* **Set exercise a**: From the Romin saddle thread below, return the stretch from "I tried the" through "of my teammates.", copied word for word.

* **Passage to read**:
++++++++

# Tell me about your Romin Saddle



## Ack (Feb 9, 2009)

So now that they have been out for awhile, I'm curious about everyone's thoughts on the Romin saddle. I have read a lot of the initial reviews about this saddle and almost all were positive, but am curious if people have stuck with it after putting lots of miles on their Romin. I had to warranty my Toupe Gel and the I decided to try a Romin Expert, but I'm not sure how it's going to work in the long run. The thing seems hard as all get-out, but I attribute some of that to my shorts (that should be replaced). Also, is there a certain chamois type I should be looking for that might work the best with this saddle? I was measured for a 143......will a 155 actually be more comfortable? I realize that it's all about what works the best for me, but I'm looking for any feedback I can get....thanks.


----------



## Tarmac CK (Nov 2, 2010)

I tried the romin for a few rides and found that its curved back didn't allow me to get into the sort of riding position that the flat backed toupe would. Also, the romin has a wider nose and my legs were rubbing on it a bit more than I would have liked. I have heard that this saddle is more geared towards TT riders because of these two features. Yet, I see roadies using it all the time, including two of my teammates.

++++++++

* **Supplied data**:
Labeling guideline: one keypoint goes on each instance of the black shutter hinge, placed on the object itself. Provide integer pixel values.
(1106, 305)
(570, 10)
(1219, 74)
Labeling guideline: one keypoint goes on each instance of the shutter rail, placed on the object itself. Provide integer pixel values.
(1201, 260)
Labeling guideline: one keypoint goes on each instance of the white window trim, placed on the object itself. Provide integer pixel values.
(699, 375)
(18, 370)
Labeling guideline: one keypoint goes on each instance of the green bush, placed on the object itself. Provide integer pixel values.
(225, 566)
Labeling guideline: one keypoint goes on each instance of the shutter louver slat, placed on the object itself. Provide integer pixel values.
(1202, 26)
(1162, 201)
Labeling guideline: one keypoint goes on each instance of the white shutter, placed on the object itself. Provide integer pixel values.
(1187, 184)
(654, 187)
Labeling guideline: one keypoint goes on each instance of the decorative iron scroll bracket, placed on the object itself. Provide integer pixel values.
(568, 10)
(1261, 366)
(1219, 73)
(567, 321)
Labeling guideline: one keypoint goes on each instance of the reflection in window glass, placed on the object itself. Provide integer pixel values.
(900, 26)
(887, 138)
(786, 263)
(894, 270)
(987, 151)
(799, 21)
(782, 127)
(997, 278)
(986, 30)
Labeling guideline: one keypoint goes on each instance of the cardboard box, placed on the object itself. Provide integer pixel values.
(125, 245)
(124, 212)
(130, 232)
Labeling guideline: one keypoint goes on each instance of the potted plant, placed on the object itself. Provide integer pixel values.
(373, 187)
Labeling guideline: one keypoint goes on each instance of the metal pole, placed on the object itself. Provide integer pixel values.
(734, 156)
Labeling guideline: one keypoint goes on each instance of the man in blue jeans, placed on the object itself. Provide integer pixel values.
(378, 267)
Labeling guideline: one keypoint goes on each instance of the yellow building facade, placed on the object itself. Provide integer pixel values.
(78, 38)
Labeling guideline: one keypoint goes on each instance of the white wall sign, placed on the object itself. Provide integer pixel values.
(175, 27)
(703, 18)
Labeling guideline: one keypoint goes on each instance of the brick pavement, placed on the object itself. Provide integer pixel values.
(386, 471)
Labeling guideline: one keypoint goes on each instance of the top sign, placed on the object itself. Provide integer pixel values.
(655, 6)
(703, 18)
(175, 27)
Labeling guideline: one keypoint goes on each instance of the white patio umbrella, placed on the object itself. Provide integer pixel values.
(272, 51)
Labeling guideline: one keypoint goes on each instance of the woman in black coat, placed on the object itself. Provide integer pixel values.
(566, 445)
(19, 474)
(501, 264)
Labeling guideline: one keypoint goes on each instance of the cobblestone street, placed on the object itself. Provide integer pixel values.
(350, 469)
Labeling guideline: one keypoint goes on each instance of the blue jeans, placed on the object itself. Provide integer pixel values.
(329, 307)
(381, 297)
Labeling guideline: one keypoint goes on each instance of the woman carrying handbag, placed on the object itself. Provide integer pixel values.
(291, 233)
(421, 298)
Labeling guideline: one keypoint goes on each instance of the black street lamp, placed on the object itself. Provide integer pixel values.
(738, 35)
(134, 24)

++++++++

* **Set exercise b**: Return every line of the records above that contains the string "sign", treating uppercase and lowercase letters as distinct.

* **Worked solution a**:
I tried the romin for a few rides and found that its curved back didn't allow me to get into the sort of riding position that the flat backed toupe would. Also, the romin has a wider nose and my legs were rubbing on it a bit more than I would have liked. I have heard that this saddle is more geared towards TT riders because of these two features. Yet, I see roadies using it all the time, including two of my teammates.

* **Worked solution b**:
Labeling guideline: one keypoint goes on each instance of the white wall sign, placed on the object itself. Provide integer pixel values.
Labeling guideline: one keypoint goes on each instance of the top sign, placed on the object itself. Provide integer pixel values.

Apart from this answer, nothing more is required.